WHAT NEEDS TO BE DONE: Everything from the line containing "# put one point on every instance of the sausage" through the end of the data below should be copied exactly, with no other lines.

________________________________________

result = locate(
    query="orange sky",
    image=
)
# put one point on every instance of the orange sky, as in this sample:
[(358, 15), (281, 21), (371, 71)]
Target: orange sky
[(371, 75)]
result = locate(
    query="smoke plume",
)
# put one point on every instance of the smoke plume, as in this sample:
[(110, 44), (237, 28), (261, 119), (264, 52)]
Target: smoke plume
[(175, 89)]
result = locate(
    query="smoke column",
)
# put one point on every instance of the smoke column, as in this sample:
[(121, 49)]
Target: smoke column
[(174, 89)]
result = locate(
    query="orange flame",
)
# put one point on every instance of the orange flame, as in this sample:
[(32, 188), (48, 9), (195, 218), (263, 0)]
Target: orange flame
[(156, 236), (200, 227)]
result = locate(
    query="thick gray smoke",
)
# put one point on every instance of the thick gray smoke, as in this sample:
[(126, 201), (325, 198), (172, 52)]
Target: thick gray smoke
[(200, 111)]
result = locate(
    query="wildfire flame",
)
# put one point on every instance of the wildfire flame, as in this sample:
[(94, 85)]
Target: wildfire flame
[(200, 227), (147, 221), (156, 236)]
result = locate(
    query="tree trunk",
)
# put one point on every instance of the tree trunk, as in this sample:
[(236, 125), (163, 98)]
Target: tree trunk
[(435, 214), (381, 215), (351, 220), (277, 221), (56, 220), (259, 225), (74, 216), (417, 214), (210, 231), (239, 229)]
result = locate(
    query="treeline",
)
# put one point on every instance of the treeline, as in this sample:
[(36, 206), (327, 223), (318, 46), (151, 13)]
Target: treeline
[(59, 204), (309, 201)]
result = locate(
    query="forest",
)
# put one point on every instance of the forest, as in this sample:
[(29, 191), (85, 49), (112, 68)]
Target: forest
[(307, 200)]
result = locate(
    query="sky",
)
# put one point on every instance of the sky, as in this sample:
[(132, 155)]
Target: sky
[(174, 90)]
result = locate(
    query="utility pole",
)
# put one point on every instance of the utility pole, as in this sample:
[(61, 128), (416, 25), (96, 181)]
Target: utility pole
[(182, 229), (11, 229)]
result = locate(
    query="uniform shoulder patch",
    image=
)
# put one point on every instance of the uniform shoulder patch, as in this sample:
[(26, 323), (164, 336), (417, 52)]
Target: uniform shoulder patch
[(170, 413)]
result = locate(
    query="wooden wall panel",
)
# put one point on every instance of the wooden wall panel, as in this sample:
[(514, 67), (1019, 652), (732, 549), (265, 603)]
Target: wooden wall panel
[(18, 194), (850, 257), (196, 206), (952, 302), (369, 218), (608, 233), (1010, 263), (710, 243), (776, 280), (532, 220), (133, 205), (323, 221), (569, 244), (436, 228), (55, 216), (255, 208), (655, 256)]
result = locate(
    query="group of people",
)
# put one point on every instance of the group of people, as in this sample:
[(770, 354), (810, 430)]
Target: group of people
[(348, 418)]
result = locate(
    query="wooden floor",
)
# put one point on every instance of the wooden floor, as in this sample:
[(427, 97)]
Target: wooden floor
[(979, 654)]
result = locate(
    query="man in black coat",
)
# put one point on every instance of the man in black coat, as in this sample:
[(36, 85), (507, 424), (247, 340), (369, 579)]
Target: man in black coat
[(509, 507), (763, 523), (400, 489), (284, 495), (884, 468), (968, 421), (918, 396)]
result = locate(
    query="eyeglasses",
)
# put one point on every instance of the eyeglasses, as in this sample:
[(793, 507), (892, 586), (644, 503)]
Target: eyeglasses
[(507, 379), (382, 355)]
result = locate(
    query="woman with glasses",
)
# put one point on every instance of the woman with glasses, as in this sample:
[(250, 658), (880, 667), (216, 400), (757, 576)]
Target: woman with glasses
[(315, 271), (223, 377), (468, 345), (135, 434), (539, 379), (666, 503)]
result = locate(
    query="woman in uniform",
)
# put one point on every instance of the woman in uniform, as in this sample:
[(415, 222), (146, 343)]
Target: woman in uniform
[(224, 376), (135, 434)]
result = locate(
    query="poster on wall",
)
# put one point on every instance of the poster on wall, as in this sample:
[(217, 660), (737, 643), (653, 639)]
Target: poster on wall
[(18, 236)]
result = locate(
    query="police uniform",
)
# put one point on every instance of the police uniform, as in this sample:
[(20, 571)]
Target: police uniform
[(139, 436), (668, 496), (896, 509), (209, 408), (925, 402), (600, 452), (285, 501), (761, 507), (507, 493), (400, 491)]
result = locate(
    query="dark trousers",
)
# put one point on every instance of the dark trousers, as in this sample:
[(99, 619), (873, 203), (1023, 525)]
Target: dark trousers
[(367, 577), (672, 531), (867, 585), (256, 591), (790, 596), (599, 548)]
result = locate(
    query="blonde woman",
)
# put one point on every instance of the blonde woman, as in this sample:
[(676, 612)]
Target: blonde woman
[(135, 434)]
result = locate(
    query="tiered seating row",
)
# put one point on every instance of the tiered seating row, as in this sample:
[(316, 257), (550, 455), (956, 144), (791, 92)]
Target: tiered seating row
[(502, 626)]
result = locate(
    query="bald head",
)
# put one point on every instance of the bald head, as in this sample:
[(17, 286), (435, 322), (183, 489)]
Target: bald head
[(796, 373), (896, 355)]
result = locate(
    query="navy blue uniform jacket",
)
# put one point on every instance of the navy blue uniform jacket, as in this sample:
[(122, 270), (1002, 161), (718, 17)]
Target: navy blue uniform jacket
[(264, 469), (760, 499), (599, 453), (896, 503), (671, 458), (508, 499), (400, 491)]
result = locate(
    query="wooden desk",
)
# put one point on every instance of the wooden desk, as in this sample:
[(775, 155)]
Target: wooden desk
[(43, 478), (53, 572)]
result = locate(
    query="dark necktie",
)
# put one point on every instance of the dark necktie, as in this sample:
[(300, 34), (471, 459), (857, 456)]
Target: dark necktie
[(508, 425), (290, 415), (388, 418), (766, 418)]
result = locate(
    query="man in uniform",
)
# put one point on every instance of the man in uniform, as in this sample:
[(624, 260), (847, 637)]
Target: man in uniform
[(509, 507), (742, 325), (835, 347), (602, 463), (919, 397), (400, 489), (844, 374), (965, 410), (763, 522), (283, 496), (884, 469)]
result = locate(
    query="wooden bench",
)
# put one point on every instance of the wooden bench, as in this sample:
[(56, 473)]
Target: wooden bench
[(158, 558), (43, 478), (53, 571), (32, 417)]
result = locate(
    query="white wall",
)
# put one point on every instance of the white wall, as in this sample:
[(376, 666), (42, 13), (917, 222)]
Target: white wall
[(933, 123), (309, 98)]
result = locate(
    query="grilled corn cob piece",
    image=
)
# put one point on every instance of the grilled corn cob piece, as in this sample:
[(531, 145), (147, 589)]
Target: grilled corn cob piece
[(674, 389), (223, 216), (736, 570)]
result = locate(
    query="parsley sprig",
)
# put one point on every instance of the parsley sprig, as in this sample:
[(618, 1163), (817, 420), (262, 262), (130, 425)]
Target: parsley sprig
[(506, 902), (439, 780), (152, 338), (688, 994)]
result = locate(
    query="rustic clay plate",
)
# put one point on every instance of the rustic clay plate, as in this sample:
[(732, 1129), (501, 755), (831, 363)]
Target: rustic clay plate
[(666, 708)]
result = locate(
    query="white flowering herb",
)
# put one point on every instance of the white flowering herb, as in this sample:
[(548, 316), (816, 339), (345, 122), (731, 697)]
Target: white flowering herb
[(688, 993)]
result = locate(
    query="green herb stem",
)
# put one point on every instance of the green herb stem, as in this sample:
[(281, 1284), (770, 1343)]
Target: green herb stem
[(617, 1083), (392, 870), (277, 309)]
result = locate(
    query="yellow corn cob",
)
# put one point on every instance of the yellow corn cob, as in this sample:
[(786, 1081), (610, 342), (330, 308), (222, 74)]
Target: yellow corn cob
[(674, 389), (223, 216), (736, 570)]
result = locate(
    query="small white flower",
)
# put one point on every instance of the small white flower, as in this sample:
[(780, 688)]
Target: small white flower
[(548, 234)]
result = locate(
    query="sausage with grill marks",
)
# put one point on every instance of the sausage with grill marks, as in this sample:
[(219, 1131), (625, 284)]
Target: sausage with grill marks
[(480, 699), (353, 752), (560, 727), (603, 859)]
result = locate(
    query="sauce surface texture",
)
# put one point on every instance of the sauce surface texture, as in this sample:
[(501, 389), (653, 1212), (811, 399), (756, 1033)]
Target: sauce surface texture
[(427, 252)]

________________________________________

PROBLEM SOLUTION:
# put one point on every instance of the sausage with grill marks, as in this sample:
[(219, 1131), (625, 284)]
Target: sausage with grill marks
[(480, 699), (353, 752), (560, 727), (603, 859)]
result = locate(
    query="sauce surface texture",
)
# put one point on every instance of the sauce surface texture, as in this sample:
[(501, 389), (653, 1212), (811, 399), (756, 1033)]
Target: sauce surface texture
[(427, 252)]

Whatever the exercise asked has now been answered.